Downtown’s historic Illinois Building could see new life as the longtime owner of the vacant structure prepares it for sale.
An affiliate of locally based HDG Mansur has owned the 10-story building at Illinois and Market streets since the 1980s. It’s sat empty for 10 years, thanks in large part to separate ownership of the building and the land—an arrangement once common among downtown buildings.
But executives of HDG Mansur think the time is right to test the waters and are in the process of listing the building with a local real estate brokerage. They declined to say which one.
Any deal would bring the owners of the building and land underneath together in a conventional sale, said Bob Echols, HDG Mansur’s president and chief operating officer. The split ownership and a resulting years-long legal battle have prevented redevelopment of the property.
“No question, there’s a level of interest in the building,” Echols said. “We’re looking forward to getting it on the market and getting it sold.”
The 1926 building at the southeast corner of Illinois and Market streets last housed a food court and a gym, both of which closed in 2003. Three years later, it landed on the Indiana Landmarks “10 Most Endangered List.”
It features Italian marble, African mahogany woodwork and terrazzo tile floors, according to the Historic Indianapolis blog. It cost $800,000 to build, but would cost up to $100 million to replace.

» RAW DATA:
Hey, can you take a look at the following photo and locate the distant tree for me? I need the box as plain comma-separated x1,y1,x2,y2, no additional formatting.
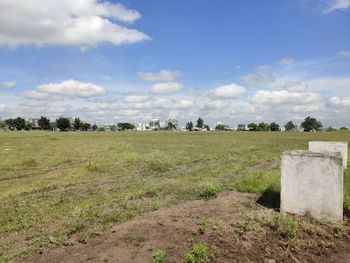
81,122,91,131
5,117,26,131
270,122,281,131
165,121,177,130
248,122,258,131
118,122,135,131
196,118,204,129
56,117,71,131
284,121,295,131
39,116,51,130
73,118,83,131
24,122,34,131
301,116,322,132
215,124,225,131
186,121,193,131
258,122,270,131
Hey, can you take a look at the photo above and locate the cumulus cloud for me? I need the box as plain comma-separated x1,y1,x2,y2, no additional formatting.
0,0,150,48
151,82,183,94
209,83,246,99
284,81,306,92
21,79,105,100
337,50,350,57
252,90,321,105
124,95,148,103
0,80,16,89
278,58,294,65
139,70,182,81
241,66,276,84
328,96,350,109
326,0,350,13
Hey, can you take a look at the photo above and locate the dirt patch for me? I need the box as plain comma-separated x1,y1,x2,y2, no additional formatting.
16,191,350,263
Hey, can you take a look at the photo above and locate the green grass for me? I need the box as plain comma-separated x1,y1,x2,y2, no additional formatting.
0,131,350,262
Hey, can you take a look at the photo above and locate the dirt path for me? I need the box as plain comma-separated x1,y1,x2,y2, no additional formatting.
17,192,350,263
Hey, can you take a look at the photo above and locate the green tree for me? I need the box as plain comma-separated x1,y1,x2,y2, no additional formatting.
248,122,258,131
196,118,204,129
73,118,83,131
56,117,71,131
301,116,322,132
258,122,270,131
270,122,280,131
284,121,295,131
39,116,51,130
186,121,193,131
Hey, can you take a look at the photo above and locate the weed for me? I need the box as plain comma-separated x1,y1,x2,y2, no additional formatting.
198,220,208,234
151,250,166,263
184,242,208,263
199,184,220,200
136,236,146,243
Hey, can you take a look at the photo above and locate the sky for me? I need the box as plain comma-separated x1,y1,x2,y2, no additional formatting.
0,0,350,127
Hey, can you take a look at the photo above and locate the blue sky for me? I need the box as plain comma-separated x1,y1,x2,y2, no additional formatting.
0,0,350,126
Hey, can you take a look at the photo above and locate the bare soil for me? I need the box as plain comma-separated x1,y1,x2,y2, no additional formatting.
16,191,350,263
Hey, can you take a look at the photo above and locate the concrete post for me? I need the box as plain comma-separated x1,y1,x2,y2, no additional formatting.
309,141,348,169
281,150,343,222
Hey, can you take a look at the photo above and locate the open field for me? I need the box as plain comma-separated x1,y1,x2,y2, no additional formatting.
0,132,350,262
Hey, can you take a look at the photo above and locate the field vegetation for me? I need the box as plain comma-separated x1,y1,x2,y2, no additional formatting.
0,131,350,262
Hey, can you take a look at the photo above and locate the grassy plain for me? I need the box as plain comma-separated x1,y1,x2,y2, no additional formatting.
0,131,350,262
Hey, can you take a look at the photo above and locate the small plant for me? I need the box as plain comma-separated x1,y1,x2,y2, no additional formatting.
184,242,208,263
151,250,166,263
269,215,300,239
136,236,146,243
199,184,220,200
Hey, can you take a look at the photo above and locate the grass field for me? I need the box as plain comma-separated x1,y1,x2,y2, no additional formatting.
0,132,350,262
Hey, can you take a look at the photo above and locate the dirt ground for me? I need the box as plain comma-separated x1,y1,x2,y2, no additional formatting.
16,191,350,263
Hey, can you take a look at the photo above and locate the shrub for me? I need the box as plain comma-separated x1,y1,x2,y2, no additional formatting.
184,242,208,263
199,184,220,200
151,250,166,263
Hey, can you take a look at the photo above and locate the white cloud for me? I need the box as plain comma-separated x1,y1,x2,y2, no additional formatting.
0,0,150,49
21,80,105,100
151,82,183,94
0,80,16,89
209,83,246,99
252,90,321,106
139,70,182,81
284,81,306,92
328,96,350,109
124,95,148,103
326,0,350,13
278,58,294,65
241,66,275,84
337,50,350,57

» INSTRUCTIONS:
1) In the Illinois Building article:
(a) How many stories does the building have?
(b) In what year did the food court and the gym close?
(c) What did the building cost to build?
2) Can you print everything in the Illinois Building article from "Downtown’s historic Illinois" down to "among downtown buildings.", word for word?
You can ignore the records; they play no part here.

» OUTPUTS:
1)
(a) 10 stories.
(b) 2003.
(c) $800,000.

2)
Downtown’s historic Illinois Building could see new life as the longtime owner of the vacant structure prepares it for sale.
An affiliate of locally based HDG Mansur has owned the 10-story building at Illinois and Market streets since the 1980s. It’s sat empty for 10 years, thanks in large part to separate ownership of the building and the land—an arrangement once common among downtown buildings.